--- begin Input data ---

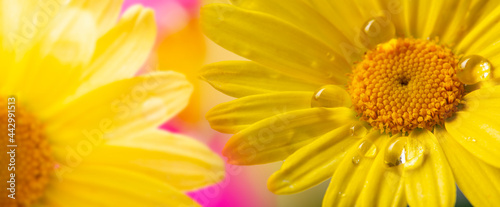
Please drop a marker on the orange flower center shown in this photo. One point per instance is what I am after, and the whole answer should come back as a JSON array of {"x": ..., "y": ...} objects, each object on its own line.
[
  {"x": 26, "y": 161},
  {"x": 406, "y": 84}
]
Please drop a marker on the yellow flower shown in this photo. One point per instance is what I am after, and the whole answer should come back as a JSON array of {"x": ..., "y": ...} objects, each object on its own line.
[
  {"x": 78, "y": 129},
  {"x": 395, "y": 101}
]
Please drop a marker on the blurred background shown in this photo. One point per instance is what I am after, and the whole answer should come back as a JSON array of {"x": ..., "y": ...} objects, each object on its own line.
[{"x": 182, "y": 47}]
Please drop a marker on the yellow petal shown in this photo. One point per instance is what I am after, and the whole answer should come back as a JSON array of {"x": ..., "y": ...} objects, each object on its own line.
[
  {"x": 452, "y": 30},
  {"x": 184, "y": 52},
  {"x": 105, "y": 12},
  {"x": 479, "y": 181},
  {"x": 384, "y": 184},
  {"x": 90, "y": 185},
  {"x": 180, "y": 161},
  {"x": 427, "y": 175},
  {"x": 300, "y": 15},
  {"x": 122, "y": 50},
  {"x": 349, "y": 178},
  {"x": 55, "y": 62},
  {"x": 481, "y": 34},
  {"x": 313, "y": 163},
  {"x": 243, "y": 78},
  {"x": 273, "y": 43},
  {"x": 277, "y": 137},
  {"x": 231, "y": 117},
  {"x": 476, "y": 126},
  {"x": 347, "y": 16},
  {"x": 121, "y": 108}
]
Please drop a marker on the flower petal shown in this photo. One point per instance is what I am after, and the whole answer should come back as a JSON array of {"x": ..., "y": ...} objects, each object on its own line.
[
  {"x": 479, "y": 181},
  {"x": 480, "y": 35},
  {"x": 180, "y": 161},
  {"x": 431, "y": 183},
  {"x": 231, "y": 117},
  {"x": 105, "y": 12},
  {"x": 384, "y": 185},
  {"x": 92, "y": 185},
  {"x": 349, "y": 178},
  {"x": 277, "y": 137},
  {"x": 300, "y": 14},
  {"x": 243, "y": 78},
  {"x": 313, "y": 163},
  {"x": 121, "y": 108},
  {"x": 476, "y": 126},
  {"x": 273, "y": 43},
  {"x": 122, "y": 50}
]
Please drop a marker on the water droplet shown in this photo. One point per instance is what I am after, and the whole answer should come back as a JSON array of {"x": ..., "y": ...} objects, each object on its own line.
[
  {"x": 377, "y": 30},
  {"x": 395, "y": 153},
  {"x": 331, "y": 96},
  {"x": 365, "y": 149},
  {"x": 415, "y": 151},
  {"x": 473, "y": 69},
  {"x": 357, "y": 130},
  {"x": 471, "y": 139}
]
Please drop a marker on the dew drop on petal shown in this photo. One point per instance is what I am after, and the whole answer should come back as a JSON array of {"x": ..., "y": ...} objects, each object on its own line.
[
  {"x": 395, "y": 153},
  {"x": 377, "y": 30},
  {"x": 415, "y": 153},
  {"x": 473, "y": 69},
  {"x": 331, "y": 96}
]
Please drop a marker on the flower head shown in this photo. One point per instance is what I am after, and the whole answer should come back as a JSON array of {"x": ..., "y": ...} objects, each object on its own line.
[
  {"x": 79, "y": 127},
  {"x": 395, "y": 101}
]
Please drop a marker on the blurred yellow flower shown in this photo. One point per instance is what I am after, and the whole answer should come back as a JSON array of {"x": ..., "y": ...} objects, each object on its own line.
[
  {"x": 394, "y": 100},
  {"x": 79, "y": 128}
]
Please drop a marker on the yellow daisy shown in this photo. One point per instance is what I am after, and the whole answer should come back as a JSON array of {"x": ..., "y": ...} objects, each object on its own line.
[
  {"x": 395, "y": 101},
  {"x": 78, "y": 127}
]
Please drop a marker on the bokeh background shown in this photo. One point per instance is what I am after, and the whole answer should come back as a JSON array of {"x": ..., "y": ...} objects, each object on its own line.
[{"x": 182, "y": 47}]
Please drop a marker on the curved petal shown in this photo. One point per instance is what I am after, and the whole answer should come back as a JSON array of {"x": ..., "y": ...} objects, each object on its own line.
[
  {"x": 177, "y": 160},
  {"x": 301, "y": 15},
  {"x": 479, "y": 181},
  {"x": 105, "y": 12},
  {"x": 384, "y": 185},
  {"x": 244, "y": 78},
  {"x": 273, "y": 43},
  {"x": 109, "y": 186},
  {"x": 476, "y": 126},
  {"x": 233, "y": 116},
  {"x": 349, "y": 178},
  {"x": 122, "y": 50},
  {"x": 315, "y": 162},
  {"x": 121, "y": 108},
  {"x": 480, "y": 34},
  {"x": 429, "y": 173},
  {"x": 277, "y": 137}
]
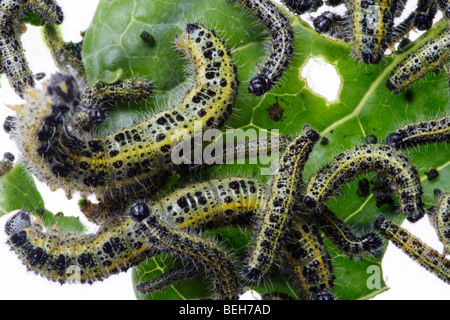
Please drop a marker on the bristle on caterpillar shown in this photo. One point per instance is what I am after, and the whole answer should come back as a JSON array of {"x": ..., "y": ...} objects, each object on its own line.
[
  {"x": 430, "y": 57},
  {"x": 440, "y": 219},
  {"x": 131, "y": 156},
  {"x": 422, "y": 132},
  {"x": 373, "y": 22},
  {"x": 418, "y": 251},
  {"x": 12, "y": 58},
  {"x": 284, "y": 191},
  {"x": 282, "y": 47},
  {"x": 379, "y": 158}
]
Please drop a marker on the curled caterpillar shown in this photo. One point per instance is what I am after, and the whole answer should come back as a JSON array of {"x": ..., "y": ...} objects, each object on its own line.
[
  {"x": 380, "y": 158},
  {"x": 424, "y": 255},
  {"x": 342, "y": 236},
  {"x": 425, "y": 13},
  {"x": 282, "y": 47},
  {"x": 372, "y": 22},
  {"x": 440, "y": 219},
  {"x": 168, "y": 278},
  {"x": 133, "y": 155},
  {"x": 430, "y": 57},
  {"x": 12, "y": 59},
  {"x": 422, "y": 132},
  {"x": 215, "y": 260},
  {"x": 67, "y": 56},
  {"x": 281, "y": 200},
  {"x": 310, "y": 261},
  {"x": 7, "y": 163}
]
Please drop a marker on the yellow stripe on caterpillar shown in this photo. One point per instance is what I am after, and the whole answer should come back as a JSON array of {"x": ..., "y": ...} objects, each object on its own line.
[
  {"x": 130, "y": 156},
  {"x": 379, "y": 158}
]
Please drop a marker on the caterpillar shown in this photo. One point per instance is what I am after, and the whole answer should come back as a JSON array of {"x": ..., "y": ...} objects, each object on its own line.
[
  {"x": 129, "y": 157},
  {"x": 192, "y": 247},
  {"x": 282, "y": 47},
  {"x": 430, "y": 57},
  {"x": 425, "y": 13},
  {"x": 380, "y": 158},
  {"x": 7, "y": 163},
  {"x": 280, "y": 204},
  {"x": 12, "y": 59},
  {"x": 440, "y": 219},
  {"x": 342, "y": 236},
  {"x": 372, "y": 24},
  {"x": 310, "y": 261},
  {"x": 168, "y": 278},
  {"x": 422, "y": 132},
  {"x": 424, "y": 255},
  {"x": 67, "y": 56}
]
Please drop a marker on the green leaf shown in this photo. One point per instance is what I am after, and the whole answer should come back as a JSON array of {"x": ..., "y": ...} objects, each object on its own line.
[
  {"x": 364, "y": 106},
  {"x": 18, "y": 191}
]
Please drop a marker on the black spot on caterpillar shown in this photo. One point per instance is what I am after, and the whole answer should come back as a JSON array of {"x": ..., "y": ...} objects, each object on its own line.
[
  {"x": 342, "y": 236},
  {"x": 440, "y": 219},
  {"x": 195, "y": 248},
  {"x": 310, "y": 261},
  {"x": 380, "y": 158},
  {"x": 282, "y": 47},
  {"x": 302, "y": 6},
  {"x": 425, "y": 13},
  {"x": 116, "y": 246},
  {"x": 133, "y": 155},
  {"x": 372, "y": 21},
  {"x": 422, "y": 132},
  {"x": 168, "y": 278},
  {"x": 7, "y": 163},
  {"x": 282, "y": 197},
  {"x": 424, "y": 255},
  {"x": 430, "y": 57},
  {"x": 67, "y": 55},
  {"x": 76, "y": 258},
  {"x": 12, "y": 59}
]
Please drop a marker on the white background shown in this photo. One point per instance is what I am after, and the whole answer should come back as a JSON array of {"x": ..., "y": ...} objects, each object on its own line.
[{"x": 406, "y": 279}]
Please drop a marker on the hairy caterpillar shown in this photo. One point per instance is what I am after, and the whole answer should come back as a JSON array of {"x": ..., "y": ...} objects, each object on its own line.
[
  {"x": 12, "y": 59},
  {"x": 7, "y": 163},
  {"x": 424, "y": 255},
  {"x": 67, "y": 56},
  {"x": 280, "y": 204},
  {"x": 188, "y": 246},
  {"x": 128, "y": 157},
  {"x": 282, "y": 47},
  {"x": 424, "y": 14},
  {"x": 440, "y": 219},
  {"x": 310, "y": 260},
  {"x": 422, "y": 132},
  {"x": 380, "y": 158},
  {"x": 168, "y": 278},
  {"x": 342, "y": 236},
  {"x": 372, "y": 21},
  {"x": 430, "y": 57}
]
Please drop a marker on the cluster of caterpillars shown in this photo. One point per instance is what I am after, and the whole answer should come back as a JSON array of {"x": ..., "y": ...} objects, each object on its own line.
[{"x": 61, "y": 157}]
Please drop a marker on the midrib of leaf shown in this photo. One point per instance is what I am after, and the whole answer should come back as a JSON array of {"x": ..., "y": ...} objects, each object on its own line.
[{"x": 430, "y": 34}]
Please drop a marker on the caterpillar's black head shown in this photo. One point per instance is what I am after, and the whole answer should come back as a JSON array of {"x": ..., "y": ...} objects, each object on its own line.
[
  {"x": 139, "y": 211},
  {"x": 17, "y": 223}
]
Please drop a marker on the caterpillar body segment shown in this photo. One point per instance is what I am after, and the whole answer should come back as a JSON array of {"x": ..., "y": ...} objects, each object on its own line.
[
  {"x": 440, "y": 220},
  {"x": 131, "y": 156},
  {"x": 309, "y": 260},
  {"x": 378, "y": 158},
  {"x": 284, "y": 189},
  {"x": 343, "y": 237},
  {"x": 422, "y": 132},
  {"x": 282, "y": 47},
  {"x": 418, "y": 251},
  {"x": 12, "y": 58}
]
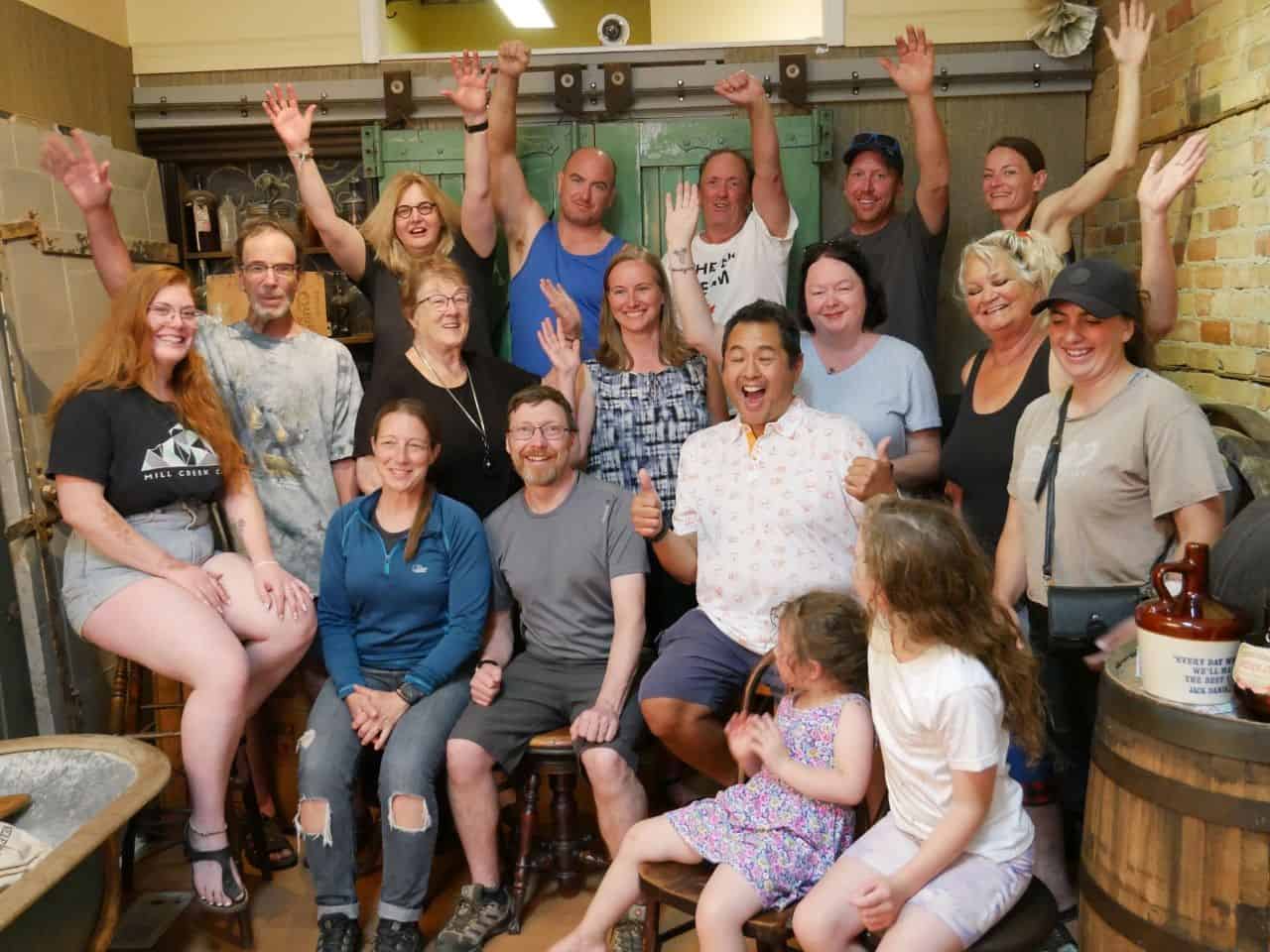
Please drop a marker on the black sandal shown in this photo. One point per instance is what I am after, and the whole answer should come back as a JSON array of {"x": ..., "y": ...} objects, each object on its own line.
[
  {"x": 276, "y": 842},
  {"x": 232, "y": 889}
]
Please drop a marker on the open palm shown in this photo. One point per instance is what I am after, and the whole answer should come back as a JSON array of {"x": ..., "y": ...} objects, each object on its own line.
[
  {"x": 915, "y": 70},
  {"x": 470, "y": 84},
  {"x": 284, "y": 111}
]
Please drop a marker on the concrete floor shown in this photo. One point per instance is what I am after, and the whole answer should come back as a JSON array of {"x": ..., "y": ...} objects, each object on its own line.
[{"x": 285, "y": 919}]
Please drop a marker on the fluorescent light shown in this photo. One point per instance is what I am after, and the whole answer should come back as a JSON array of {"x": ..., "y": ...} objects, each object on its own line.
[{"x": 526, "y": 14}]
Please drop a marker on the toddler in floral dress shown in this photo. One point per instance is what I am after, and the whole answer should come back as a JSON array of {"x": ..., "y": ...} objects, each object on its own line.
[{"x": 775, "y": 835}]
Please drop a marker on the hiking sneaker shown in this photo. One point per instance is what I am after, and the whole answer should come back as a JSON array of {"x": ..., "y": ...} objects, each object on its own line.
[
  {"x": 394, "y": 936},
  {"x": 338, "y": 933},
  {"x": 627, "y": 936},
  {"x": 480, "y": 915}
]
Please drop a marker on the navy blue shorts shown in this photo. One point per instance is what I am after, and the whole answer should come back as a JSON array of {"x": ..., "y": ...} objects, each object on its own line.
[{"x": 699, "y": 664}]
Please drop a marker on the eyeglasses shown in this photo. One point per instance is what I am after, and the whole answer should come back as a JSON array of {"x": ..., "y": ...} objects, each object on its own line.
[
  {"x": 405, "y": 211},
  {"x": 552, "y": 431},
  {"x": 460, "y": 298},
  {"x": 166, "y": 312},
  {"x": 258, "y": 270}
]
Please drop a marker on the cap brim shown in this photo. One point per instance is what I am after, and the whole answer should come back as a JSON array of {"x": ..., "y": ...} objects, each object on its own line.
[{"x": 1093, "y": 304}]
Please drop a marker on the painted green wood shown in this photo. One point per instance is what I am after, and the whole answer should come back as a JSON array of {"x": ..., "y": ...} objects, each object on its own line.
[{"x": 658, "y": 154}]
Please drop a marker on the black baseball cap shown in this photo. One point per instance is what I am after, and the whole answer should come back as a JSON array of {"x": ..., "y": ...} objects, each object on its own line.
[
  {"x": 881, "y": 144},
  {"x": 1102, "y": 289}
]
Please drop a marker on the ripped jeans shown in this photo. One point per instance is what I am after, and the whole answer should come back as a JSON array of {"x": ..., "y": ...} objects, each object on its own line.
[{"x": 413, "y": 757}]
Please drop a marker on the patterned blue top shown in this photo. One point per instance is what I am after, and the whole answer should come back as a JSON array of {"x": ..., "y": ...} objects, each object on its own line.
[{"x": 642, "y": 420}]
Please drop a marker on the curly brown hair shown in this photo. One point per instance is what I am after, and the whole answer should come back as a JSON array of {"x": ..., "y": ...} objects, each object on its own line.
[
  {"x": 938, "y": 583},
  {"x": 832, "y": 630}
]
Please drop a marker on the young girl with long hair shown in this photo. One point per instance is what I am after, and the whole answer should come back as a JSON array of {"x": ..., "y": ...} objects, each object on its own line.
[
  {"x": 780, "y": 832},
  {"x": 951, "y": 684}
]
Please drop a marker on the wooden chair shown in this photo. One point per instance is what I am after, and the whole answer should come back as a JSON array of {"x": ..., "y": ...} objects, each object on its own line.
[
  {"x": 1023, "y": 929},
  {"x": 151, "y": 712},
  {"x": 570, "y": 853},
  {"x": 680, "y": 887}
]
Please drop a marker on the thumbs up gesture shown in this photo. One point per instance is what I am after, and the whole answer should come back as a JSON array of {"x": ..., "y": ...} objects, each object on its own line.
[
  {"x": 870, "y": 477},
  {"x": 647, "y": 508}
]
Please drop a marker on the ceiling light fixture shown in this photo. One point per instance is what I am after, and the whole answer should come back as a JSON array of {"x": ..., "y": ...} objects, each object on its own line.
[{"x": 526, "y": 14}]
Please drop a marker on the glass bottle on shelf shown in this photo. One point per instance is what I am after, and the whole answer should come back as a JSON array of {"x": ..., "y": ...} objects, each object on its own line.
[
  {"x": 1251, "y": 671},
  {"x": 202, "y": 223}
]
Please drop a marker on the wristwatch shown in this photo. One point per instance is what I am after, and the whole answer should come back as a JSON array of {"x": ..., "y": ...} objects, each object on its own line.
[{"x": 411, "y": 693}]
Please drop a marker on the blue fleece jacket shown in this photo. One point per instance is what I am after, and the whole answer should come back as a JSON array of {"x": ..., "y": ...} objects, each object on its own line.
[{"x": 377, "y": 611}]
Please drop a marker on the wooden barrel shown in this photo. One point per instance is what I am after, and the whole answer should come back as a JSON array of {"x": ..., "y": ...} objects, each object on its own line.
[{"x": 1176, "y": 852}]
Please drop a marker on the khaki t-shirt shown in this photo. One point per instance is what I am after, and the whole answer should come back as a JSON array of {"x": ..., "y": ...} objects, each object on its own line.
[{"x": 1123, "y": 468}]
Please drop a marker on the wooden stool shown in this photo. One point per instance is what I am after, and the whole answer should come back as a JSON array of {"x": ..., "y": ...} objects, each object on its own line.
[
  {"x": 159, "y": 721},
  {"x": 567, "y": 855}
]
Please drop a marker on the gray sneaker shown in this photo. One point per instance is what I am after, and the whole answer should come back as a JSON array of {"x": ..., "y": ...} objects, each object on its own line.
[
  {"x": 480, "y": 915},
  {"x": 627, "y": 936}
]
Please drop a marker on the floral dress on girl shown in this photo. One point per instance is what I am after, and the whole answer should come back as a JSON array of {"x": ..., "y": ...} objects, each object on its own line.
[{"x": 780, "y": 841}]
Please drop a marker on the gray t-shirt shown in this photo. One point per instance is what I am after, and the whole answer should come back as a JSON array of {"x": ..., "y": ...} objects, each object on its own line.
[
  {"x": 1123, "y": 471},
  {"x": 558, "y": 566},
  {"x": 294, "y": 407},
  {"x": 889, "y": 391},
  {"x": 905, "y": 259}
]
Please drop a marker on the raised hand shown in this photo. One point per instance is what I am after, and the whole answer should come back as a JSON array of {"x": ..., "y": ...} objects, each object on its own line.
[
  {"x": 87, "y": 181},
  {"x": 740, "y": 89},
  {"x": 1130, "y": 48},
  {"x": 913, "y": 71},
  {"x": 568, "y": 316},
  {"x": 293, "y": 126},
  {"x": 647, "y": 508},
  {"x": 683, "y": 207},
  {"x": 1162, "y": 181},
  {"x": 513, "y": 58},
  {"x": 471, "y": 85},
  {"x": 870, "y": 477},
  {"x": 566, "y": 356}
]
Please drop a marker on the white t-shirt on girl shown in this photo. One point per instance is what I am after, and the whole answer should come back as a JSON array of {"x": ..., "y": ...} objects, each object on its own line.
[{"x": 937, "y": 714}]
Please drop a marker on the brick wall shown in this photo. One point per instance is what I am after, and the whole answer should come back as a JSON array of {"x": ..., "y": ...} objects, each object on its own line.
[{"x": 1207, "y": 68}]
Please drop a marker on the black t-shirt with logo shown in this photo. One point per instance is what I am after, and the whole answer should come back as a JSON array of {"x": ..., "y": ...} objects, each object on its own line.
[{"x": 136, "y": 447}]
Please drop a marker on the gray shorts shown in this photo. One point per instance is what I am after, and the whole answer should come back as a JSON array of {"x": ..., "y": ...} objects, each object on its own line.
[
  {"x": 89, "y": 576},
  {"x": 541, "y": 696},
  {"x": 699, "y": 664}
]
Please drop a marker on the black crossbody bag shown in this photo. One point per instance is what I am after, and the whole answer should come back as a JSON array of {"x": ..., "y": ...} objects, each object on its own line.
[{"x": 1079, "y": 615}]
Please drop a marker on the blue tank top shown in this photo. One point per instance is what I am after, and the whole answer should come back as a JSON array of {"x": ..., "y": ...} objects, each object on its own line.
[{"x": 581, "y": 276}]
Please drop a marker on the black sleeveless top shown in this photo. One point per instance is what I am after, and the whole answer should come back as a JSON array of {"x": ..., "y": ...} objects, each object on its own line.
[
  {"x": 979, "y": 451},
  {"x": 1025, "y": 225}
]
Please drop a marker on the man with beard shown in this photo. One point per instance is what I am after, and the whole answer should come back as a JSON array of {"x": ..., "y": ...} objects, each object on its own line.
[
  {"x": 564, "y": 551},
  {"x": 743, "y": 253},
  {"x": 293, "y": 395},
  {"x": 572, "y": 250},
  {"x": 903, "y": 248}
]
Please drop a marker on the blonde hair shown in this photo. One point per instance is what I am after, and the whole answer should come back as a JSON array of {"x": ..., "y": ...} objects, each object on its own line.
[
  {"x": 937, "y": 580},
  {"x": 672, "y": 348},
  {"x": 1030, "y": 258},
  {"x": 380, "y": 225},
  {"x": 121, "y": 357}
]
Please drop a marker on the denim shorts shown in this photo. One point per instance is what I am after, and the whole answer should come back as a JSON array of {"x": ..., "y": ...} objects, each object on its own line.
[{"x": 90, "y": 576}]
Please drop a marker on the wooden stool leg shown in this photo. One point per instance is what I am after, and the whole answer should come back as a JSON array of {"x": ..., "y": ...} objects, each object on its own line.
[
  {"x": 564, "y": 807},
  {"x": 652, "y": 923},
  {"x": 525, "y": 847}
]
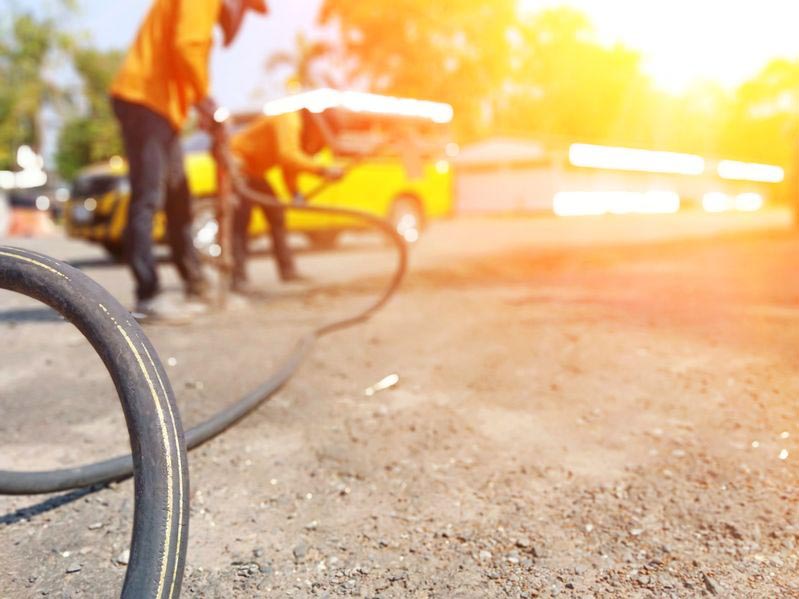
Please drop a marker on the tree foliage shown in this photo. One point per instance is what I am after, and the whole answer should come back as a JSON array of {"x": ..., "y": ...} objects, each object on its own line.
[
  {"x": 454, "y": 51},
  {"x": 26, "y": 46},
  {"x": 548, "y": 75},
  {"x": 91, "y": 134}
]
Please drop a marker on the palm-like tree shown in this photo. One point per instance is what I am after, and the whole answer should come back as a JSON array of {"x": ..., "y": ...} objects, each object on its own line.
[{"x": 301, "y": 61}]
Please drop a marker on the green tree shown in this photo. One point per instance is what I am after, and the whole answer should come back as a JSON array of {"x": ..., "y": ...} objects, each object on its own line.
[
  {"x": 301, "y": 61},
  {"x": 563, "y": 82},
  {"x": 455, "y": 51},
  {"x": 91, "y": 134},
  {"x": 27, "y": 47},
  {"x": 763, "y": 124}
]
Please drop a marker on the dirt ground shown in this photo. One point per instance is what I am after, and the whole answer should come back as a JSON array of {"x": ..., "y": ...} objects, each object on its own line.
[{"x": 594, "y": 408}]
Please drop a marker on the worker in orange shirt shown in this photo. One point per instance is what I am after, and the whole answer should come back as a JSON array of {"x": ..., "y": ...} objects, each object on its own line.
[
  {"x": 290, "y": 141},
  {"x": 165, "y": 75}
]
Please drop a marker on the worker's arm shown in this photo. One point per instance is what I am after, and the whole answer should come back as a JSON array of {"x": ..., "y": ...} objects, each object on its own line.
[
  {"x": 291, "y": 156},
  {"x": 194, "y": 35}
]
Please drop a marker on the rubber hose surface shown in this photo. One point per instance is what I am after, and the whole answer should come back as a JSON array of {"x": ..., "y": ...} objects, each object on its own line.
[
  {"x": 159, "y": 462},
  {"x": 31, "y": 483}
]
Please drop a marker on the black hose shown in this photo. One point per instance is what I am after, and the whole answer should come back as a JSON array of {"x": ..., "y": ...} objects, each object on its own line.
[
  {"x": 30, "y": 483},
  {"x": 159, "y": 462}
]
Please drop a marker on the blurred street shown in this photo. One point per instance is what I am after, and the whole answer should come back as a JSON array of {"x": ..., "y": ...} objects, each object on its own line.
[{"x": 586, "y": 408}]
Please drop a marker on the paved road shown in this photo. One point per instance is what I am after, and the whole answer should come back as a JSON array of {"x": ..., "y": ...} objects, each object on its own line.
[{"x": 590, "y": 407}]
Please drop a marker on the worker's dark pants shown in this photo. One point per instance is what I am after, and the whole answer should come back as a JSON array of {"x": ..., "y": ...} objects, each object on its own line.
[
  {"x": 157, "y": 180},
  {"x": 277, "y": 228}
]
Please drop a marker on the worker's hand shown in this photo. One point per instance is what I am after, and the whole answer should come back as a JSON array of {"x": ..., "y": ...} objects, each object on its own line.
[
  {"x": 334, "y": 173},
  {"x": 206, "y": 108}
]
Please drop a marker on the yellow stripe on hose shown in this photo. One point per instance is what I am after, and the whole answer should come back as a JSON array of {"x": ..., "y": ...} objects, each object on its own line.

--- end Input data ---

→ Stated goal: Take the line that contains "Please drop a marker on the worker's dark" and each line after it down to the last of the records, and retype them exactly; add nothing else.

→ Problem solution:
Please drop a marker on the worker's dark pants shown in this photo. One point per instance is what I am after, and the whole answer should come back as a JSON array of {"x": ..., "y": ...} objects, each object on its own line.
[
  {"x": 157, "y": 180},
  {"x": 277, "y": 228}
]
Please drop a marker on the worker's hand shown in this photo. One point per instance is what I am after, and the whole answer should come back as a JSON array of {"x": ..., "y": ...} objects, each object on its own line.
[
  {"x": 334, "y": 173},
  {"x": 206, "y": 108}
]
Please drop a marker on the yellow stripe on hose shown in this photo. One point per instance is what I am after, and the whole answer should come back as a JSON array of {"x": ..., "y": ...} objects, each object on its own line.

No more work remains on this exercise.